DIRECTIVE:
In the listing below, find the line containing "5. Determine the location of the orange". Write out that line and every line after it to the end, exactly and only those.

==================================================

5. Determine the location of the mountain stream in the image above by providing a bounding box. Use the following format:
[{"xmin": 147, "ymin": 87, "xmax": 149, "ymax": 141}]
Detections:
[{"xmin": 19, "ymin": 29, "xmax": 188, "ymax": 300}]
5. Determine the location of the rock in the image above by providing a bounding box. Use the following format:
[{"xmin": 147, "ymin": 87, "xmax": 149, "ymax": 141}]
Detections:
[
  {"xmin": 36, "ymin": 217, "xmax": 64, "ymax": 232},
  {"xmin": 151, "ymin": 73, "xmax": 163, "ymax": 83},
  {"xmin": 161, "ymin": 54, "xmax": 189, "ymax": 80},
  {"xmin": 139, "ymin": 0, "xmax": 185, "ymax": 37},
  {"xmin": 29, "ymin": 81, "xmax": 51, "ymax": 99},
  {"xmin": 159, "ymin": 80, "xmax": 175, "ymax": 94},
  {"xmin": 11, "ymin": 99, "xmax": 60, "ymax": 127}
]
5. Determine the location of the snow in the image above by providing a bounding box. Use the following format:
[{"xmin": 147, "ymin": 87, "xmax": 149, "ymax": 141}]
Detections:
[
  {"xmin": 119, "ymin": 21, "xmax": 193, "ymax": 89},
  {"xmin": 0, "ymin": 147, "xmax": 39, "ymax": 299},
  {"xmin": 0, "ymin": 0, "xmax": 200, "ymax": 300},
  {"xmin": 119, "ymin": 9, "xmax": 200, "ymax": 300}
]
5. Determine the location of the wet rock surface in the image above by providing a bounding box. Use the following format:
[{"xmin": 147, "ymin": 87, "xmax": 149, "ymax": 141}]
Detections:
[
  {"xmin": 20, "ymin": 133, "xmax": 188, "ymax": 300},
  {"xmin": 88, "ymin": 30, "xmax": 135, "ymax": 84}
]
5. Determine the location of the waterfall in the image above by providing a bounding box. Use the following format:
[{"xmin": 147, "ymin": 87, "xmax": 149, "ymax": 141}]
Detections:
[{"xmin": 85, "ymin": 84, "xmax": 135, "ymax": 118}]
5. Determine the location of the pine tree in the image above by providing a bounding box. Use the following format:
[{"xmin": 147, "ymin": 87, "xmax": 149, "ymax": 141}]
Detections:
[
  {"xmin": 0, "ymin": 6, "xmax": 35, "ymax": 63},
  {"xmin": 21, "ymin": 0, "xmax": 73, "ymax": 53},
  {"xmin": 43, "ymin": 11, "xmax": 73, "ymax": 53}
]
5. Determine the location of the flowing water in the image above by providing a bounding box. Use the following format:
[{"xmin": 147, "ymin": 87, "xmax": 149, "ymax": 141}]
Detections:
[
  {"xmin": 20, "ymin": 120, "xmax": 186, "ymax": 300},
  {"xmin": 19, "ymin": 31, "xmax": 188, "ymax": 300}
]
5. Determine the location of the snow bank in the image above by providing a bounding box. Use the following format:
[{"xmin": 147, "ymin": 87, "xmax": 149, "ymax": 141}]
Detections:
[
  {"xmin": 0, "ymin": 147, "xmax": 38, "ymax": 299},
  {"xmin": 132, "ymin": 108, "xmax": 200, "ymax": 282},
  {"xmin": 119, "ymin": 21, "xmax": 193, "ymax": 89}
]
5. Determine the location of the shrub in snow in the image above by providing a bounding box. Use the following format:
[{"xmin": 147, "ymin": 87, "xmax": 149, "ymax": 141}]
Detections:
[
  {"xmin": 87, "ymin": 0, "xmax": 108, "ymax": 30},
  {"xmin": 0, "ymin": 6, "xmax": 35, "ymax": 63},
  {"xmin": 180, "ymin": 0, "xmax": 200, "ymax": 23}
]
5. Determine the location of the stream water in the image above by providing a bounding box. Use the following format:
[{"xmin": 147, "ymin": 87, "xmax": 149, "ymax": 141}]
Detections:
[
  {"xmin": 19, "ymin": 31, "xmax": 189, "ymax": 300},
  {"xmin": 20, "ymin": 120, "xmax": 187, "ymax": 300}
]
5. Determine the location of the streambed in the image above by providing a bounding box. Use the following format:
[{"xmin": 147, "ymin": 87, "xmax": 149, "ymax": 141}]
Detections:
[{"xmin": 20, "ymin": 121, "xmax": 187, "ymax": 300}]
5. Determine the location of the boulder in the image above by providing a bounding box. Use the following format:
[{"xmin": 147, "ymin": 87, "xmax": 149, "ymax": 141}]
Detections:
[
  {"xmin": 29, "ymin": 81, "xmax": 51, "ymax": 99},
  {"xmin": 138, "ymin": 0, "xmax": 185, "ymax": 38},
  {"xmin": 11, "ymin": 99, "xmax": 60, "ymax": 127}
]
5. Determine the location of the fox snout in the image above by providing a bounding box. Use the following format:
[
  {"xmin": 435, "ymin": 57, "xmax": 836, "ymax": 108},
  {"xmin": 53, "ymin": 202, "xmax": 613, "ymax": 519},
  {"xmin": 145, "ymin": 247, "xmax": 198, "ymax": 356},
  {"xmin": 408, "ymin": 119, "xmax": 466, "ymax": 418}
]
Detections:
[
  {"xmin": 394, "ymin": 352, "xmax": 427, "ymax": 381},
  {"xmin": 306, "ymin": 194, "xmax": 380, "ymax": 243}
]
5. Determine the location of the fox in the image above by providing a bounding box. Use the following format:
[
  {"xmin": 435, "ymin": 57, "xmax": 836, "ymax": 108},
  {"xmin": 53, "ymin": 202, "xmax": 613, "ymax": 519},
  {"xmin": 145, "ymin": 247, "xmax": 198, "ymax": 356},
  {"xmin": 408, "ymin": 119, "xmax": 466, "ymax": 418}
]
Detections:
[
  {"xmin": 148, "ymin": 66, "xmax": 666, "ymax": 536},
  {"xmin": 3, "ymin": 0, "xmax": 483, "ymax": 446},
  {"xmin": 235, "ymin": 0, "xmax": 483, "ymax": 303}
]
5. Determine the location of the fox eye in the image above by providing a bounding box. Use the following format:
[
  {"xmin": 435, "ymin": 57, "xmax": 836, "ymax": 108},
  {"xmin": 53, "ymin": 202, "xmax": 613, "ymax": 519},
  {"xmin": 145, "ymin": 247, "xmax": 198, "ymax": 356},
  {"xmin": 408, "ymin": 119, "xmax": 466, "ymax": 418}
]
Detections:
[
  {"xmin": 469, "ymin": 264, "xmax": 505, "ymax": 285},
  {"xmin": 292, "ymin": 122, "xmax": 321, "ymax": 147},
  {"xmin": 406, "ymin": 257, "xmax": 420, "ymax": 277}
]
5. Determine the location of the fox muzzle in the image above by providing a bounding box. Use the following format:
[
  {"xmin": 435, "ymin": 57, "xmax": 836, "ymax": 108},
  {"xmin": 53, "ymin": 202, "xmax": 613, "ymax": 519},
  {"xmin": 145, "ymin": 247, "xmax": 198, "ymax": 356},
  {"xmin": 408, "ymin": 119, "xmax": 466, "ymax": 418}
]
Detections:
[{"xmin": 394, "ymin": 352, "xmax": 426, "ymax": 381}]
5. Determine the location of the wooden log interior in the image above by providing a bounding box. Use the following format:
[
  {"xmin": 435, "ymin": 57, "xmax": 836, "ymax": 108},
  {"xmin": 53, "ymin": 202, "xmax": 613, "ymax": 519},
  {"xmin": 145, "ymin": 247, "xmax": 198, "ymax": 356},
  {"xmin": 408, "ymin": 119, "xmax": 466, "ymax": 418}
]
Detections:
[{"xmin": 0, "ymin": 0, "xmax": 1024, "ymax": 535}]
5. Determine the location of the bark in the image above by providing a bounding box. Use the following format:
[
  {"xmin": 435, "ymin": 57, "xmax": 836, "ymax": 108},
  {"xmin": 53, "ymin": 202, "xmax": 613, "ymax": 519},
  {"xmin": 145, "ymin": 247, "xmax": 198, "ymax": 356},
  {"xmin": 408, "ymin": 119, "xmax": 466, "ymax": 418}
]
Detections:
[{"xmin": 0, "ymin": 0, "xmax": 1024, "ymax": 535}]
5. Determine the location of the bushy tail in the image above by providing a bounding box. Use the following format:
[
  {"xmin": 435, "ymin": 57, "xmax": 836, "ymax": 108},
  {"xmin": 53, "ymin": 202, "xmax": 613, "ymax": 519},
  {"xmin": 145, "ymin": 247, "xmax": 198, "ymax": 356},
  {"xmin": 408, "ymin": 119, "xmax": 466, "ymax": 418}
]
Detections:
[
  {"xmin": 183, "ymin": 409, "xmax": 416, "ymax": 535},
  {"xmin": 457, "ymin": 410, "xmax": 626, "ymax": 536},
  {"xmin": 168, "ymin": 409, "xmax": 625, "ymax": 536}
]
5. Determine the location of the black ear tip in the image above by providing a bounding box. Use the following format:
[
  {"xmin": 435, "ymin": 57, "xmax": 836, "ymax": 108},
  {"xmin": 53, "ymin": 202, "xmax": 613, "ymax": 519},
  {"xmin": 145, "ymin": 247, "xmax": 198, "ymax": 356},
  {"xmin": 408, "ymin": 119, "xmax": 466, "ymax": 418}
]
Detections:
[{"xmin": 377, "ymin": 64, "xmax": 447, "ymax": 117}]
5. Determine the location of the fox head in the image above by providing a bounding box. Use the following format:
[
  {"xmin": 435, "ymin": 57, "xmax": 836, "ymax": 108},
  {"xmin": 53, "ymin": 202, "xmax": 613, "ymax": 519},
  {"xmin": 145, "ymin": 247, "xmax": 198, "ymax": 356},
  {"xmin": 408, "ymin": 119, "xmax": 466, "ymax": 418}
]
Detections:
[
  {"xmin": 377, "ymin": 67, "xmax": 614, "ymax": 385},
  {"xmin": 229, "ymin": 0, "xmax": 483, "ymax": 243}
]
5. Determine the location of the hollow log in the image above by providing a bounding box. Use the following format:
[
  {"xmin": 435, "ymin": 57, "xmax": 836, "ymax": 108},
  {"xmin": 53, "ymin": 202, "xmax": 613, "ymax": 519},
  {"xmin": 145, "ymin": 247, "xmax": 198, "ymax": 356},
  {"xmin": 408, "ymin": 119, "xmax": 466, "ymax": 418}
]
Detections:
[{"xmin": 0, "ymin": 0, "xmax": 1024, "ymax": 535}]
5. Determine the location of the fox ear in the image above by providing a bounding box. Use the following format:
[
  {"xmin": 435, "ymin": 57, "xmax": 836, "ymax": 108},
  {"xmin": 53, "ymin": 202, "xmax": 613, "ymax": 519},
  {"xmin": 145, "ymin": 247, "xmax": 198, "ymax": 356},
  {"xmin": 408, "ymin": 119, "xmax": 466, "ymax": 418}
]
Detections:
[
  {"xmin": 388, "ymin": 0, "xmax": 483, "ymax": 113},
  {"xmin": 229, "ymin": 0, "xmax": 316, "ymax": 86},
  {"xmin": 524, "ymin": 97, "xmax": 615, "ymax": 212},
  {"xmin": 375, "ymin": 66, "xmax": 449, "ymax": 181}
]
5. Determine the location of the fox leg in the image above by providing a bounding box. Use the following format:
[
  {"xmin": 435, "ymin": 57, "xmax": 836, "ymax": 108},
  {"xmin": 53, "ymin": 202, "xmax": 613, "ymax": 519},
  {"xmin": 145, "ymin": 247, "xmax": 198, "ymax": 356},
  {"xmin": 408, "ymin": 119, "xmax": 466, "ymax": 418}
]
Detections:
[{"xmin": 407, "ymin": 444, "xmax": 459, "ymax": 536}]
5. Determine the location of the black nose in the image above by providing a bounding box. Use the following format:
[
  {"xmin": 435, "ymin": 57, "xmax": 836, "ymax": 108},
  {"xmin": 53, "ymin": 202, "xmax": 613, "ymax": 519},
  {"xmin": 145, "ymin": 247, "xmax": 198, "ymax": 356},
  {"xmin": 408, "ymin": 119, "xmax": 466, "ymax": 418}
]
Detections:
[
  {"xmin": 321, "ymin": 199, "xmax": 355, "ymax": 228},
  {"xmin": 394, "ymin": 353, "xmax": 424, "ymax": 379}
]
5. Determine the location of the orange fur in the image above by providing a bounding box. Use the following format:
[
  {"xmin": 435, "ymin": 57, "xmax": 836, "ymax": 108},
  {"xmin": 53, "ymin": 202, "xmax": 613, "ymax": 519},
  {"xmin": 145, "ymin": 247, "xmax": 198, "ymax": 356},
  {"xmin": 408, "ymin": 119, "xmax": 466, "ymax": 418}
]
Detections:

==================================================

WORKED ANSWER:
5. Determine the location of the orange fur in the image above by providing a bounding box. Use the following format:
[
  {"xmin": 435, "ymin": 57, "xmax": 836, "ymax": 108},
  {"xmin": 53, "ymin": 202, "xmax": 613, "ymax": 519},
  {"xmin": 145, "ymin": 247, "xmax": 198, "ymax": 356},
  {"xmin": 408, "ymin": 119, "xmax": 466, "ymax": 418}
]
Detections:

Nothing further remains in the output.